- _Page extract_
# Before and After shots



## semojetman (Jul 10, 2011)

Lets see everyones before and after shots of their boat projects.

Here is mine.

BEFORE
1648 Flat Bottom Alumaweld with 90/65 Yamaha Jet






AFTER


----------



## reedjj (Jul 10, 2011)

Man that thing has come a long way. It looks great! You might want to hold off on that blazer for at least a year or so.


----------



## freetofish (Jul 10, 2011)

Nice boat..... I am headed your way to fish a small bass tourney at Wappapello next week end... any advise on what to fish with and where would be appriciated.... we will put in at Sundowner ramp so I don't want to run to the oppsite end of the lake but still looking for advise
peace


----------



## semojetman (Jul 10, 2011)

hey freetofish.
I don't fish wappappello alot but some of my buddies fish it religously so I'll holler at them and get back to you.


----------



## semojetman (Aug 7, 2011)

Sold my boat. New boat and pica soon.to come


----------



## Lil' Blue Rude (Aug 7, 2011)

New boat or new boat and motor?


----------



## semojetman (Aug 7, 2011)

New boat and motor, I know I said I wouldn't sell the motor, but I did it. I'm just gonna buy another package deal and run it the rest of the season and see if its a keeper.


----------

- _Excerpted records_

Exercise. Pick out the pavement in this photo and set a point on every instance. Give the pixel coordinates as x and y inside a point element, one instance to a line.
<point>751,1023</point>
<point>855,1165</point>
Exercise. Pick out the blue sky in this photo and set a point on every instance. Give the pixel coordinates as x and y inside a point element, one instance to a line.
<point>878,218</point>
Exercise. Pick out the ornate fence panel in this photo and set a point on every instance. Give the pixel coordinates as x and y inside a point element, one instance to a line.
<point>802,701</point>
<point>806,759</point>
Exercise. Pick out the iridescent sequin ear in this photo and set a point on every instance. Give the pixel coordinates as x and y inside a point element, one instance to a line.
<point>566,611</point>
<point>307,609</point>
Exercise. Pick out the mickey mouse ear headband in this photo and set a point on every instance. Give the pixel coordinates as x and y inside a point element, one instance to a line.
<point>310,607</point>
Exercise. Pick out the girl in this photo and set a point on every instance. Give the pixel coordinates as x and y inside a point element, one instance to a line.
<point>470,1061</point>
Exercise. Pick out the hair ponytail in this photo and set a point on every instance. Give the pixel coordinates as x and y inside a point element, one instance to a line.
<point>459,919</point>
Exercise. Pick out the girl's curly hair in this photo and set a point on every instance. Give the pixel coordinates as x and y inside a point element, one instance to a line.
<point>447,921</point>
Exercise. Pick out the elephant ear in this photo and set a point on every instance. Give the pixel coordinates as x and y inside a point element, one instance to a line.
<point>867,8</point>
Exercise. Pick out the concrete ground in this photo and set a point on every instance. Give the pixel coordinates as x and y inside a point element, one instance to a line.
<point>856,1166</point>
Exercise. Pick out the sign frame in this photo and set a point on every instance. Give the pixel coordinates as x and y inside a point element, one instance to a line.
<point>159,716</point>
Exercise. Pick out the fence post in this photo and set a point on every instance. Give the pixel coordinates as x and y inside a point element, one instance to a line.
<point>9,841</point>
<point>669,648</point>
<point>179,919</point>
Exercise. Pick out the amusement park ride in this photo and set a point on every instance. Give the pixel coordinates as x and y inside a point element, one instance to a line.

- _Required work_
Write out the whole forum thread on before and after boat shots word for word, leaving nothing out and changing nothing. Ignore the records entirely.

- _Task output_
# Before and After shots



## semojetman (Jul 10, 2011)

Lets see everyones before and after shots of their boat projects.

Here is mine.

BEFORE
1648 Flat Bottom Alumaweld with 90/65 Yamaha Jet






AFTER


----------



## reedjj (Jul 10, 2011)

Man that thing has come a long way. It looks great! You might want to hold off on that blazer for at least a year or so.


----------



## freetofish (Jul 10, 2011)

Nice boat..... I am headed your way to fish a small bass tourney at Wappapello next week end... any advise on what to fish with and where would be appriciated.... we will put in at Sundowner ramp so I don't want to run to the oppsite end of the lake but still looking for advise
peace


----------



## semojetman (Jul 10, 2011)

hey freetofish.
I don't fish wappappello alot but some of my buddies fish it religously so I'll holler at them and get back to you.


----------



## semojetman (Aug 7, 2011)

Sold my boat. New boat and pica soon.to come


----------



## Lil' Blue Rude (Aug 7, 2011)

New boat or new boat and motor?


----------



## semojetman (Aug 7, 2011)

New boat and motor, I know I said I wouldn't sell the motor, but I did it. I'm just gonna buy another package deal and run it the rest of the season and see if its a keeper.


----------